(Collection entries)
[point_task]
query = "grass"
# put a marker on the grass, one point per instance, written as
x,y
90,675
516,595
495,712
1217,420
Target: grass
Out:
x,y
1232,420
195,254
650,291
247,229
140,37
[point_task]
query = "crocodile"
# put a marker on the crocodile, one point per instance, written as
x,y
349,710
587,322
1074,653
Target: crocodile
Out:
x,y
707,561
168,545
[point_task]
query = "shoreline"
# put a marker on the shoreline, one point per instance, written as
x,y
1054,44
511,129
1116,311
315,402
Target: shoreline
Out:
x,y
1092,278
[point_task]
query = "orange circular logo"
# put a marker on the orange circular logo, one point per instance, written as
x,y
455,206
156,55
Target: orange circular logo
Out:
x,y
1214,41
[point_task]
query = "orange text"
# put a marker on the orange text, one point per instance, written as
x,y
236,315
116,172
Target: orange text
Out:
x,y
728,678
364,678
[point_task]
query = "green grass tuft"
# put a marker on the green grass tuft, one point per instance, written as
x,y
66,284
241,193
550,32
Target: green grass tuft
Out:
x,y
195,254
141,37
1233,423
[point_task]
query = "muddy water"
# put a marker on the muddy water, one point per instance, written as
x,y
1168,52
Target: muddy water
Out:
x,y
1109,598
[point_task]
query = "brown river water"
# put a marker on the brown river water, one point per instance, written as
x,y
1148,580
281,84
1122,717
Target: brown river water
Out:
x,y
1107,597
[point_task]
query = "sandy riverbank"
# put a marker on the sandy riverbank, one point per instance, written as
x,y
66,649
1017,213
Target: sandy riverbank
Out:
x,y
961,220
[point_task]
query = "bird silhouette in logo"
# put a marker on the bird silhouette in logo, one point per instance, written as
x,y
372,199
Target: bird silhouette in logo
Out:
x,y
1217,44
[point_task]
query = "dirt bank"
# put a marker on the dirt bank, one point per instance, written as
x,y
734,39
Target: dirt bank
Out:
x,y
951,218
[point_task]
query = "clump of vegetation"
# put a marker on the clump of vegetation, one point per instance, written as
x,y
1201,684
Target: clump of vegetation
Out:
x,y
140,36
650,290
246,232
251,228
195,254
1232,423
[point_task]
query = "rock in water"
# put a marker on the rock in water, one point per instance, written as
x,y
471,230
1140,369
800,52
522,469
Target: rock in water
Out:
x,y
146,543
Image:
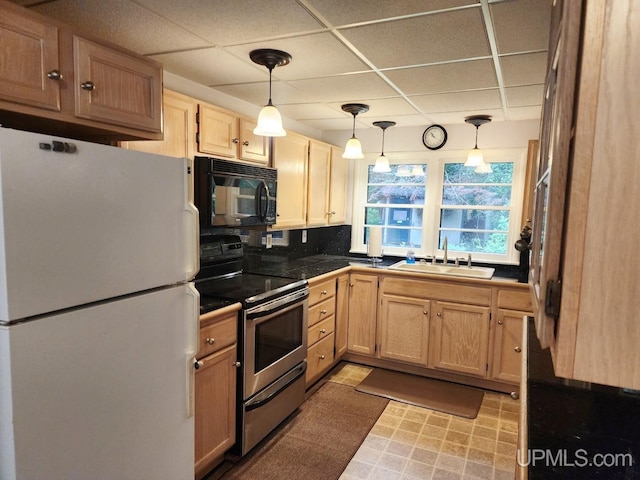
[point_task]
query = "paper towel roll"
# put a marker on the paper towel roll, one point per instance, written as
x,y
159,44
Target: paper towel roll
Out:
x,y
375,242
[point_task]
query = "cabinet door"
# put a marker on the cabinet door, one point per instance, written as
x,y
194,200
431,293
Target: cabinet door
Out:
x,y
179,118
290,157
342,315
507,353
318,188
363,294
253,148
404,329
338,181
459,338
215,413
33,46
117,88
217,131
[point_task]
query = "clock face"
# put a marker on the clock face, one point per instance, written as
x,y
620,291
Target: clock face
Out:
x,y
434,137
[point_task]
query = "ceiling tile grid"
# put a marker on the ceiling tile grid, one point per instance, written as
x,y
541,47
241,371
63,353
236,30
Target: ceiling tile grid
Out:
x,y
413,61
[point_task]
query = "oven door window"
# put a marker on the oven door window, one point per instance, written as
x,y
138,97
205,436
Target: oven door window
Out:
x,y
277,337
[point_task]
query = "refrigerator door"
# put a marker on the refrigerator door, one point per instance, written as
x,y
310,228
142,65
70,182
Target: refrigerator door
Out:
x,y
92,223
101,392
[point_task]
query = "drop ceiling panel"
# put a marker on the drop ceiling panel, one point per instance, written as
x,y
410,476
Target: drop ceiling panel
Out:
x,y
521,26
228,22
124,23
312,56
341,12
445,77
526,69
422,40
480,100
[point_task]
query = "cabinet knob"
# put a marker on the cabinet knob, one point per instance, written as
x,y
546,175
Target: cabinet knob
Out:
x,y
54,75
89,86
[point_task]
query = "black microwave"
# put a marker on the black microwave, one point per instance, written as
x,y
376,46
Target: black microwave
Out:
x,y
233,194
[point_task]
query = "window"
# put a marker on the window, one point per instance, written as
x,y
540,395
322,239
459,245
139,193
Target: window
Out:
x,y
427,198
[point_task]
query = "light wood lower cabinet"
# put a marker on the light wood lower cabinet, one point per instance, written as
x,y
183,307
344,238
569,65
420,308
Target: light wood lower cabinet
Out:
x,y
404,328
215,390
460,338
363,303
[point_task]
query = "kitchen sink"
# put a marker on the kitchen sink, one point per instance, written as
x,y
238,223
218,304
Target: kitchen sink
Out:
x,y
440,269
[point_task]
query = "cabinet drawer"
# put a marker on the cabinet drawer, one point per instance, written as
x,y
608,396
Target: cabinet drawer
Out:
x,y
321,330
322,291
515,300
319,358
438,290
217,335
321,311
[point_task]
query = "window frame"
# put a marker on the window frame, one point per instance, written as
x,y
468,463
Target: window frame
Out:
x,y
434,162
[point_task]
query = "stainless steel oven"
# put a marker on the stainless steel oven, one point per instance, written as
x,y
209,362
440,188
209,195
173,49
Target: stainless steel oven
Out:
x,y
272,343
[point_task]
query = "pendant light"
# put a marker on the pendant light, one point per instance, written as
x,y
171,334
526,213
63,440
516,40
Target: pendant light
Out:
x,y
269,119
475,157
353,149
382,162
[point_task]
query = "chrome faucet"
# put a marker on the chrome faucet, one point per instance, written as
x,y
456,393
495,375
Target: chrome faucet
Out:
x,y
445,244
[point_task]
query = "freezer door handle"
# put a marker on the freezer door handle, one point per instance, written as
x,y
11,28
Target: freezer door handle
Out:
x,y
191,355
191,223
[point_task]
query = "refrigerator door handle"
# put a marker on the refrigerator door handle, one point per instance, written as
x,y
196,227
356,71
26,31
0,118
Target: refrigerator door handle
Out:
x,y
191,355
191,224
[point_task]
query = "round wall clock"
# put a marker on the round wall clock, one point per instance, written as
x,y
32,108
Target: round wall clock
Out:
x,y
434,137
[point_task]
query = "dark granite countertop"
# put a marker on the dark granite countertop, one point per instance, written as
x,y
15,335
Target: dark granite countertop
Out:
x,y
578,430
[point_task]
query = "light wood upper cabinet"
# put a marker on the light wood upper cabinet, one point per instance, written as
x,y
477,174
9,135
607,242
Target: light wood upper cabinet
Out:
x,y
114,87
179,128
460,338
222,133
338,182
290,158
590,319
363,303
318,187
31,78
54,81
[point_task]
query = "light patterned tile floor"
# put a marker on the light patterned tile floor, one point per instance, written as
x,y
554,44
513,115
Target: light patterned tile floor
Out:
x,y
413,443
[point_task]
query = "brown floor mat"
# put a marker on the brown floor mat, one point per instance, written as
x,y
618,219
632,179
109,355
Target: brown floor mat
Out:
x,y
424,392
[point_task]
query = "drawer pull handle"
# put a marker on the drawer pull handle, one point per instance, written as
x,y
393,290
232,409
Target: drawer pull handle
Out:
x,y
89,86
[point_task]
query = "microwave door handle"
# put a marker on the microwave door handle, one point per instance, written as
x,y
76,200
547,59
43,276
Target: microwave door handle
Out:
x,y
261,206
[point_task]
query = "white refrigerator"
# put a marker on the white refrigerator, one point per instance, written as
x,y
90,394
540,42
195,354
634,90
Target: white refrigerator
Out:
x,y
98,318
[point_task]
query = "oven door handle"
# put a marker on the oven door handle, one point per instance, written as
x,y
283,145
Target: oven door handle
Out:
x,y
276,389
269,310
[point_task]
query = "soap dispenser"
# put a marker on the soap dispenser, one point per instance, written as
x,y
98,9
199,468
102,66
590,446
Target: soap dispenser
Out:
x,y
411,257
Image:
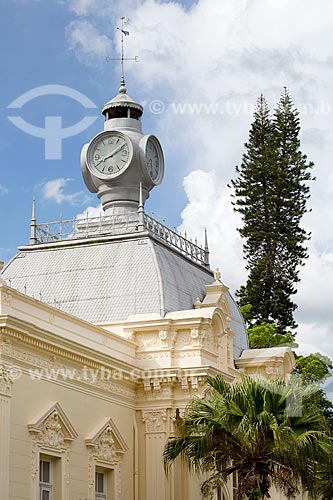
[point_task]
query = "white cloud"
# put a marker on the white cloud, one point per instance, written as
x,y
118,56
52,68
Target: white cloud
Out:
x,y
209,207
54,191
89,46
80,7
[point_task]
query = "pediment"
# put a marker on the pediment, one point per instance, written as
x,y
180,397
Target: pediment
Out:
x,y
52,427
106,442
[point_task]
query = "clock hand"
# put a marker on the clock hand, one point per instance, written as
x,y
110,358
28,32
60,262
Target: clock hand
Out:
x,y
100,161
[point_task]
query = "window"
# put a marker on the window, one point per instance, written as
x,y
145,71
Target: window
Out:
x,y
100,485
50,474
45,479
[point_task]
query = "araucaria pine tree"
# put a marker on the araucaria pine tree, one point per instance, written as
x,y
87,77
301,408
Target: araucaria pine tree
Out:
x,y
271,193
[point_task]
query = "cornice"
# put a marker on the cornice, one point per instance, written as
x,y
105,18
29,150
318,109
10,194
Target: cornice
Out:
x,y
46,341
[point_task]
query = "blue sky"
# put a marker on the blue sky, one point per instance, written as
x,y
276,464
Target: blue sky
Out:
x,y
36,53
206,62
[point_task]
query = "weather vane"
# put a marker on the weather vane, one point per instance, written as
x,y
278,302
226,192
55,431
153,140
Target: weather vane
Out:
x,y
124,33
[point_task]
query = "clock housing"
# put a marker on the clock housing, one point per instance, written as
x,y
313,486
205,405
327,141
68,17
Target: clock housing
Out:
x,y
109,154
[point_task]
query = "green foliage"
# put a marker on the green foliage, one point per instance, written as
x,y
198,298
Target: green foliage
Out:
x,y
270,193
268,432
314,368
264,334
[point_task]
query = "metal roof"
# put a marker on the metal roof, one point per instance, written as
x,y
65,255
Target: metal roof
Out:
x,y
104,281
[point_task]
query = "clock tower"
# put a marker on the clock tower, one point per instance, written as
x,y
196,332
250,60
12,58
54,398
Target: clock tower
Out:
x,y
120,159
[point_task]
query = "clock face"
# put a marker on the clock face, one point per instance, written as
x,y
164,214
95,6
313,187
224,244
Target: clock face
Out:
x,y
109,154
154,159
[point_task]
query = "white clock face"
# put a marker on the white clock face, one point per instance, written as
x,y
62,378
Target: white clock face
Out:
x,y
153,160
109,154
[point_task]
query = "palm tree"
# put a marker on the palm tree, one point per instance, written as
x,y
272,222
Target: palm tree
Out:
x,y
254,428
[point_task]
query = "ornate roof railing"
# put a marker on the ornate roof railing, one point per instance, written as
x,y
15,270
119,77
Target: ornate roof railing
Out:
x,y
116,225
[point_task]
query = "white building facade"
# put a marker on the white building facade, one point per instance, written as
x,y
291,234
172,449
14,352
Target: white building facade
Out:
x,y
109,327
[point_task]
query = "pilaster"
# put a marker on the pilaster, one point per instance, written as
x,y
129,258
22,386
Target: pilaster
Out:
x,y
155,437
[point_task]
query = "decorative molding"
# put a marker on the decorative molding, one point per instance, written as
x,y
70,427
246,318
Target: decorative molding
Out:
x,y
155,420
5,381
52,428
92,374
106,443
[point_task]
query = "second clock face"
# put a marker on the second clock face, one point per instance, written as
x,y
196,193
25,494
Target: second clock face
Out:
x,y
109,154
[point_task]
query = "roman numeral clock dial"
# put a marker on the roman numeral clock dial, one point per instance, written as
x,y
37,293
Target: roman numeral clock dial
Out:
x,y
109,154
153,158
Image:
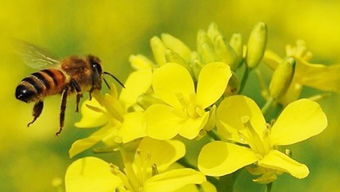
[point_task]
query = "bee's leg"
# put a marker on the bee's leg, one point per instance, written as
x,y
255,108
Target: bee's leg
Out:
x,y
37,109
62,109
76,87
95,75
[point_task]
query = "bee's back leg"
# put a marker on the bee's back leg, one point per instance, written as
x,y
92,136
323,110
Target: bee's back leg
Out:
x,y
76,87
37,109
62,109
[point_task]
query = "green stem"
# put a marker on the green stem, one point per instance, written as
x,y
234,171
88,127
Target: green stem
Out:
x,y
226,183
269,187
244,79
133,180
267,105
184,162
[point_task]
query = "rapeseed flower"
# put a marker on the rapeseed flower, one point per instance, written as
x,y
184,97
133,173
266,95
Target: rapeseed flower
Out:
x,y
252,142
147,171
318,76
185,110
119,123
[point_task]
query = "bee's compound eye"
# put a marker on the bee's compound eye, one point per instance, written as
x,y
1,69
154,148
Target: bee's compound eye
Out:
x,y
23,94
97,66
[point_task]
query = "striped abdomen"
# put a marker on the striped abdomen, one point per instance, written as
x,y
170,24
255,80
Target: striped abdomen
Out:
x,y
40,84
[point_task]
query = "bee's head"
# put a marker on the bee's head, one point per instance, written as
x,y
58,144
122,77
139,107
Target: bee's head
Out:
x,y
95,63
96,66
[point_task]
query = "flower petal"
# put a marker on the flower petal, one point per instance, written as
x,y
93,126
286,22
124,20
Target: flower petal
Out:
x,y
162,153
230,158
90,117
90,174
231,112
172,180
162,122
140,62
137,83
82,144
133,127
191,127
281,162
212,82
171,81
299,121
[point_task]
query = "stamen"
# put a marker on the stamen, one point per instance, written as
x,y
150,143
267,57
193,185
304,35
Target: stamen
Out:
x,y
154,169
252,137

## Exercise
Pick out every line of the listing above that contains the string "roof", and copy each one. Case counts.

## Full response
query = "metal roof"
# put a marker on the metal roof, one point per instance, written as
Target: metal roof
query = "ornate roof railing"
# put a marker on the ornate roof railing, one point per instance, written as
Target: ornate roof railing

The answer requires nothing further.